### [Text for analysis]
::::::::::

JOYFUL GRATITUDE #125
I am grateful for migraines. This may seem like a very strange thing to be grateful for considering the extreme pain they bring, leaving me writhing in my bed, eyes closed against the slightest ray of light, each sound magnified, my brain banging incessantly against my skull. You would probably never hear me saying this while I’m in the throes of an actual migraine, but now safely on the other side of a recent one, I can appreciate how migraines are teaching me to respect my limits. To accept what I cannot control. To reset my overachiever expectations of what I should be able to endure and instead practise (again and again) being kind to myself.
In the (not-so-distant) past, I used to resist the migraine, then wish for it to disappear as soon as possible so I could go straight back out into the world. Recently, I’ve decided that the strategy of walking shaky-legged, weak and raw right back into the day to day grind doesn’t work for me, and I believe this reflex has been exhausting me over time. So I’m experimenting with allowing myself a day to recover after the tsunami of the migraine, to rest at home with no obligations. It gives me time to simply rest, find my footing and my appetite again and gather my strength, so I can go back into the world with more appreciation and vitality.
I realise this is not a possibility for everyone, and that I am very privileged to be in a situation where I can take paid sick leave and take time to recover. However the reason this is a turning point for me is that for many years I believed that to-dos and other tasks had priority. I feared I may be letting people down by taking the proper time I need to get better. But it turns out that putting my self-care first hasn’t caused the world to stop turning in any way, and I hope this might inspire others to push themselves a little less hard when possible, in order to be more resilient in the long run.
JOYFUL GRATITUDE #123
A few weeks ago I decided to take Monday 1st of April off. There is an event I wanted to attend from 12-13:30 and at first considered cycling there and back on my lunch break from work or taking half a day off, but I didn’t feel like rushing. So I did something unexpected for me: I decided to treat myself and simply take the full day off, just like that;)

::::::::::

### [Record extracts]
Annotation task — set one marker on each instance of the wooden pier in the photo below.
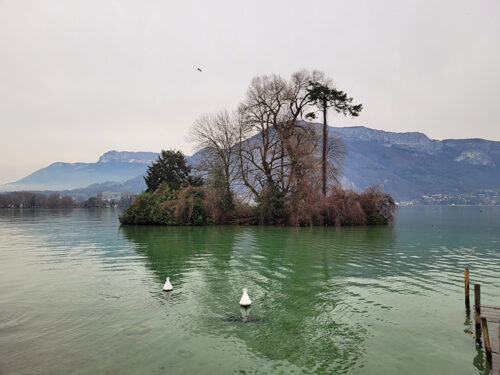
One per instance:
(484, 315)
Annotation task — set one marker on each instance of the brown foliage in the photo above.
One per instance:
(340, 207)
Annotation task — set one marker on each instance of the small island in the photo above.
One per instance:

::::::::::

### [What you need to do]
a) Rewrite the paragraph of the gratitude post that begins "In the (not-so-distant) past" as a short bulleted list that keeps its main facts.
b) In the paragraph of the gratitude post that begins "I am grateful for migraines," what does the writer say migraines are teaching? List every one.
c) Write the next part of the gratitude post, picking up after its final sentence.
The items are separate material from the gratitude post above them.

### [Responses by item number]
a)
- The writer used to resist each migraine and wish it gone fast, to get straight back out into the world.
- The writer recently decided that going back into the daily grind while still shaky, weak and raw doesn't work, and believes this habit has been exhausting over time.
- The writer is now trying out a day at home to recover after a migraine, with no obligations.
- That day allows time to rest, regain footing and appetite, and gather strength, so the writer can return with more appreciation and vitality.

b)
- To respect the writer's limits
- To accept what cannot be controlled
- To reset overachiever expectations of what the writer should be able to endure
- To practise, again and again, being kind to oneself

c)
It feels so luxurious and wonderful that it makes me question why I don’t do this more often! I am profoundly grateful for the privilege that I have (the confort of a fixed contract where I get paid leave that I can take without worry). Still, usually there are scarcity voices in my head, warning me that I should use my precious days off to visit family, to travel or that I should save days in case of some potential emergency.
Just anticipating this day off makes my soul feel delighted. Spoiling myself in this very simple way is like a deep breath of fresh spring air and gives me a feeling of prosperity. I’m thinking of making this a tradition for the 1st day of each new quarter:)
Lately I’ve been doing a lot of writing: daily Morning Pages, writing here twice a week and weekly exercises for my creative writing course. All this writing takes time and effort, whether I am scribbling away in my journal on tram 24 on the way to work (often finishing my third page on a bench in the one heated corridor of Amsterdam Central station) or whether I am typing away and editing on my computer sitting on the sofa (or squatting Paolo’s desk, my favorite spot in the early afternoon with the sun warming my back).
Next to that I’ve realised recently that I’m finally starting to feel less anxiety, after many rough months. There are several reasons for that: less work pressure, results of getting to know myself and my boundaries better through therapy, better self-care… but I am convinced that writing is one of the key factors leading to this improvement.
When I write I am most often in flow, that magic state where I don’t feel time passing, ideas are coming naturally and I’m problem-solving in a concentrated state. Especially with creative writing, I seem to lighten up and find myself having a little fun with the process, not so worried about the results.
It’s up to me to choose what I focus on, and these days I prefer not to spend my energy worrying about whether what I said in that meeting might be misinterpreted or other petty concerns, when instead I can enjoy the challenge of coming up with a two-page text based on nothing less than Salman Rushdie’s The Satanic Verses, using a similar omniscient god-like storyteller narrator… Life is a question of priorities;)
JOYFUL GRATITUDE #119
Since the Artist’s Way workshop I attended last month (given by the wonderful Julia Cameron herself!), I’ve been writing Morning Pages daily again. Last time I did Morning Pages that regularly was in 2011 for several months as I made my way through the chapters of Artist’s Way book. After a while the habit faded and I went back to journalling several times a week, but not in the morning and not so consistently.
Though on the surface it may seem like a tedious task to write three pages by hand first thing every day, noting down whatever is passing through the mind, Julia Cameron describes this as a spiritual practice and I would agree. Trusting in the process and being open to where it will lead makes it much more enjoyable.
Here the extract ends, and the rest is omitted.